> _EXERCISE DESCRIPTION_
Without including any picture, repeat the records below exactly.
*** Opening of DATA EXCERPTS ***
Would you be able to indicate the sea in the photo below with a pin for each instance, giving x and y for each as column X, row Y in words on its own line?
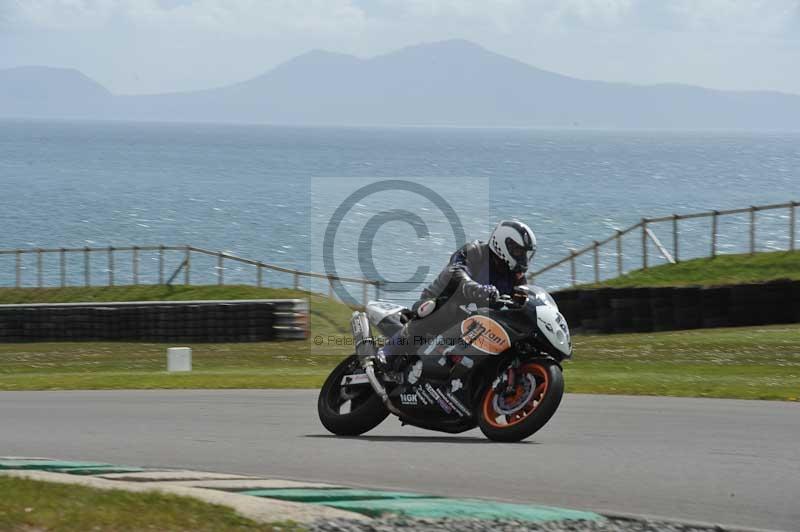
column 402, row 198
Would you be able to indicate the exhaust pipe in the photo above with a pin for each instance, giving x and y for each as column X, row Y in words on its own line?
column 369, row 369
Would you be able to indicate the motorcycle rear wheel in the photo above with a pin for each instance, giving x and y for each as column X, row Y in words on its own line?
column 365, row 410
column 537, row 394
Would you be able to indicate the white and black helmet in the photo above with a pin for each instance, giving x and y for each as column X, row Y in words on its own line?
column 514, row 243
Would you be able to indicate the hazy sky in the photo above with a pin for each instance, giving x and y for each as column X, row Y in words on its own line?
column 140, row 46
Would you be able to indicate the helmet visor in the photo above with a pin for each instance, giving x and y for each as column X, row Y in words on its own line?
column 519, row 253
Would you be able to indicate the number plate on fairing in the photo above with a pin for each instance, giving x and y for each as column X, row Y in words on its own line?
column 378, row 310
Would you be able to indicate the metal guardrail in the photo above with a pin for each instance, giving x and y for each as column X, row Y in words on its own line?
column 674, row 256
column 184, row 270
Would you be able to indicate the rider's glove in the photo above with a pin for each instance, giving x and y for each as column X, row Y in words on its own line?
column 487, row 294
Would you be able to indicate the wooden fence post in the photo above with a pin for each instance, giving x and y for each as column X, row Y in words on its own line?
column 62, row 265
column 714, row 218
column 675, row 245
column 644, row 243
column 187, row 272
column 39, row 268
column 161, row 264
column 87, row 279
column 135, row 265
column 18, row 269
column 572, row 267
column 110, row 266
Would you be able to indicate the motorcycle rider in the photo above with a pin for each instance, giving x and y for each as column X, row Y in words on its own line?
column 479, row 272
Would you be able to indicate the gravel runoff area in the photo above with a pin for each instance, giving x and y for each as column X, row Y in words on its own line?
column 612, row 524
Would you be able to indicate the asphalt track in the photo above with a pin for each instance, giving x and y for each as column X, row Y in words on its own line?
column 724, row 461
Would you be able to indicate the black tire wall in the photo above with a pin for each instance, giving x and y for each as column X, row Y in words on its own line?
column 623, row 310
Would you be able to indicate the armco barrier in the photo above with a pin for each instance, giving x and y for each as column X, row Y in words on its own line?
column 157, row 321
column 621, row 310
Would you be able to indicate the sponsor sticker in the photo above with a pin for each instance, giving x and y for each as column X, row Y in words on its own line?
column 424, row 397
column 443, row 404
column 485, row 334
column 459, row 405
column 415, row 372
column 408, row 399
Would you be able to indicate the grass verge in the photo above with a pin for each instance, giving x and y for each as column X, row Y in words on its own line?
column 744, row 363
column 721, row 270
column 29, row 505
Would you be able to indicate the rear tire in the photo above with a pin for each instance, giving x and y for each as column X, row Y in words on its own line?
column 367, row 411
column 518, row 426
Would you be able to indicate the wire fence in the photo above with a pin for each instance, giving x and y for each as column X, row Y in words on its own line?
column 616, row 255
column 613, row 256
column 162, row 265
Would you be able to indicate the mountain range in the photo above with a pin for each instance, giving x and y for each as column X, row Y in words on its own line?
column 453, row 83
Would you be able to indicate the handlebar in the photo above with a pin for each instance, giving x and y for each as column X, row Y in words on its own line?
column 506, row 301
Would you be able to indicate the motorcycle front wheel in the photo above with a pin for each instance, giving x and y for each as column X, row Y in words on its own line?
column 349, row 410
column 513, row 415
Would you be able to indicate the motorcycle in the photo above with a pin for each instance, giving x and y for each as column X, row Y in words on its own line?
column 498, row 369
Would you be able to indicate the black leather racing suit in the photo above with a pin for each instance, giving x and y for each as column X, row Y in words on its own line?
column 467, row 278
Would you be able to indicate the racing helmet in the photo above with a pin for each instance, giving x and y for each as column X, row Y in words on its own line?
column 514, row 243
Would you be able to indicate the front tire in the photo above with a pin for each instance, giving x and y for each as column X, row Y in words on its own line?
column 539, row 389
column 349, row 410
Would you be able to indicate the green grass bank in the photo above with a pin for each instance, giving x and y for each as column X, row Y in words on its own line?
column 720, row 270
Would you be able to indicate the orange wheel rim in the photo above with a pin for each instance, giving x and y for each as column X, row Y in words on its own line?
column 491, row 415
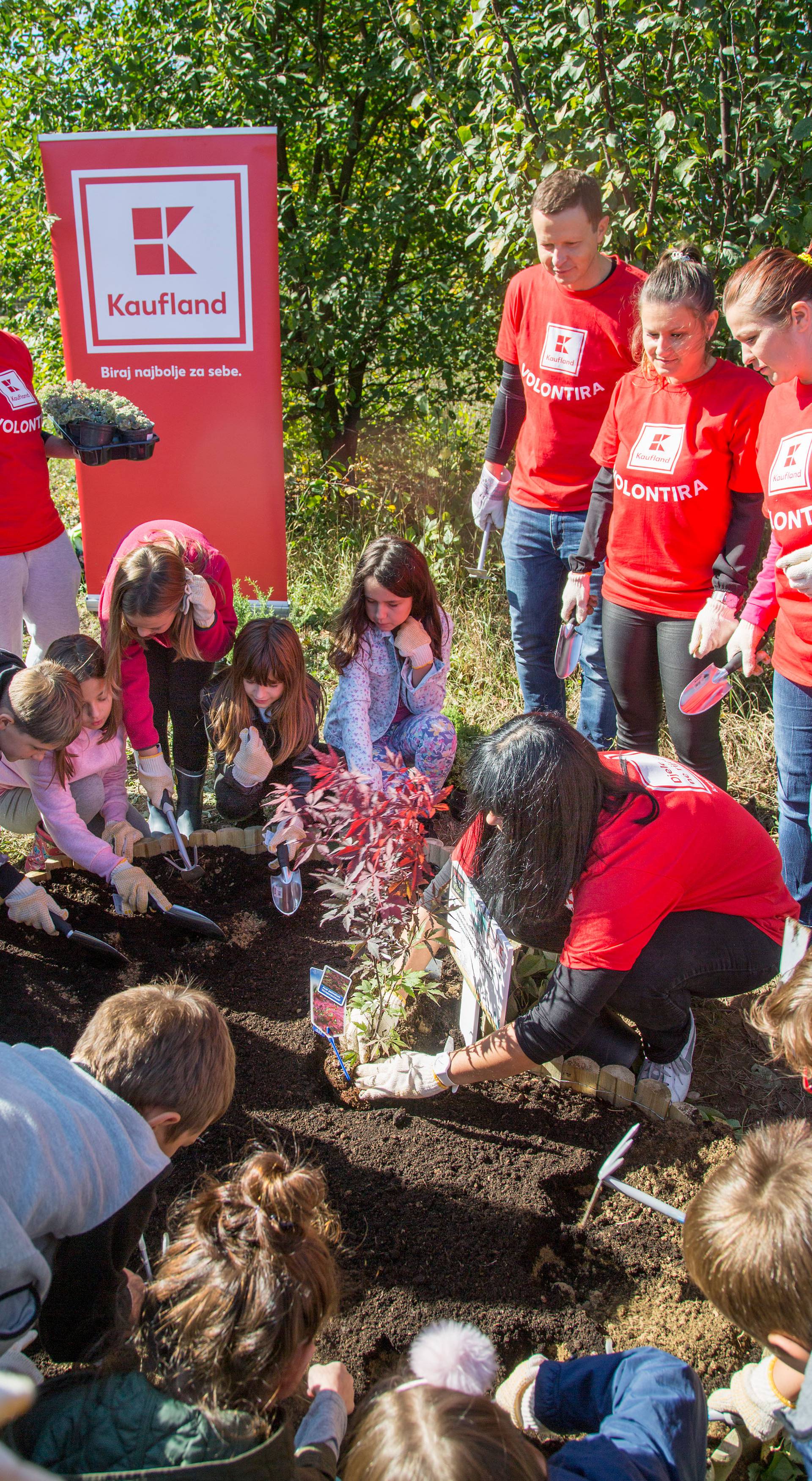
*** Close of DATA EXCERPTS ***
> _SOLUTION FOR THIS EXERCISE_
Would you be able to indicate the sea in the photo below with a pin for each instance, giving x and y for each as column X, row Y in words on its own line?
column 402, row 198
Would you be able to indicate the exhaust pipe in the photo above with a pin for each instance, giving x and y for each as column X, row Y in words on its own line?
column 369, row 369
Would you be able to indicate the motorcycle rear wheel in the photo above with a pin for each instance, giving x and y for each as column X, row Y in words on its own line?
column 365, row 410
column 537, row 394
Would you be able to indicate the white and black helmet in the photo above with a pin for each instance, giving x and y for each as column X, row Y in words on its own line?
column 514, row 243
Would you be able to indicate the hazy sky in the photo above with a pin for each instance, giving x and y for each as column X, row Y in words on its own line?
column 140, row 46
Would you be able to indicate the helmet visor in the photo above with a pin for each instance, giving x and y for each as column X, row Y in words on its own line?
column 519, row 253
Would you be able to indicate the number plate on fairing in the photo above with a pin for each instance, giving x and y for each as column X, row Y in words on its own line?
column 378, row 310
Would you be able to indicate the metal guardrail in the photo above with a pin for each instance, giving x and y for each as column X, row Y in words on its own line?
column 674, row 256
column 184, row 270
Would you be able to indicate the rider's glove in the photo above with a pin for each instance, giving x and y for each as column X, row Y in words on its own line?
column 487, row 294
Would you be able to indicate the wooden fence post in the photo above with a pin for each instance, giving x and y for each as column X, row Y in words on its own line?
column 62, row 265
column 714, row 218
column 675, row 245
column 644, row 243
column 187, row 272
column 39, row 268
column 161, row 264
column 87, row 279
column 135, row 265
column 18, row 269
column 572, row 267
column 110, row 266
Would you be able to indicate the motorcycle rider in the photo above with a pin for each instance, giving x and y for each as column X, row Y in words on its own line?
column 479, row 272
Would you be able to indicate the gravel runoff area in the photo above with a pin for each instance, giving x and y for each as column X, row Y in words on its own line?
column 612, row 524
Would you be able to indicate the asphalt track in the photo above with a pin for each instance, giving x and y for each as column X, row Y in words on its own line?
column 724, row 461
Would you be able to indicate the black tire wall in the photo above with a pin for each instance, giving x and y for each as column X, row Y in words on its own line?
column 623, row 310
Would you be able to indicate the armco barrier in the photo above with a pin for each instance, giving x and y for each as column X, row Y in words on its own line?
column 157, row 321
column 621, row 310
Would you be able to indicate the sponsor sticker in the photo above with a pin for each instance, giving x and y for each as column X, row Y in words on its own line?
column 424, row 397
column 443, row 404
column 485, row 334
column 459, row 405
column 415, row 372
column 408, row 399
Would you be able to indicate the grass verge in the photo above with a pin for each instance, giving x and y for each as column X, row Y in words on its own line?
column 744, row 363
column 721, row 270
column 29, row 505
Would you be able to indicate the rear tire in the photo above with a pin for each instance, giving x and y for each as column X, row Y in words on its own line?
column 367, row 411
column 518, row 426
Would you be able to indicate the wire fence in the photo above with a pin for each instance, giving x and y for each as column X, row Y in words on its own line?
column 616, row 255
column 613, row 256
column 162, row 265
Would you be able to indicate the mountain range in the photo above with a pin for each instance, giving x and y for each as column X, row Y in words on its own line?
column 453, row 83
Would you be able to indicate the handlebar in the photo above with a pin for each instance, giving x and y for each as column X, row Y in words on its own line?
column 506, row 301
Would you be able to indicate the motorcycle front wheel in the photo above with a pin for each instance, giving x and y for each as column X, row Y in words on its own line?
column 349, row 410
column 513, row 415
Would you be able to indicate the motorcycle in the photo above with a pin for each instance, giving x and y for each as column X, row Y in words on its own line?
column 498, row 369
Would you be able to indicate the black leather racing suit in the photo above with a pin for each instance, giving x and y for each as column X, row Y in words on its own line?
column 467, row 278
Would you be able to indicate the racing helmet in the photo above with a pin for each instance, giving x and y for each as column X, row Y in words on its own line?
column 514, row 243
Would you be able to indicate the front tire in the photo above with a pin for each instance, giving x and y for each as column X, row Y in words on its own line?
column 539, row 389
column 349, row 410
Would you be able to indicate the green grass bank in the photo above with a pin for each instance, giving x and y for each as column X, row Y in words on its own line?
column 720, row 270
Would you be able to indicate the orange wheel rim in the photo above with a pin for each instance, giving x and y for each as column X, row Y in words on its own line?
column 491, row 415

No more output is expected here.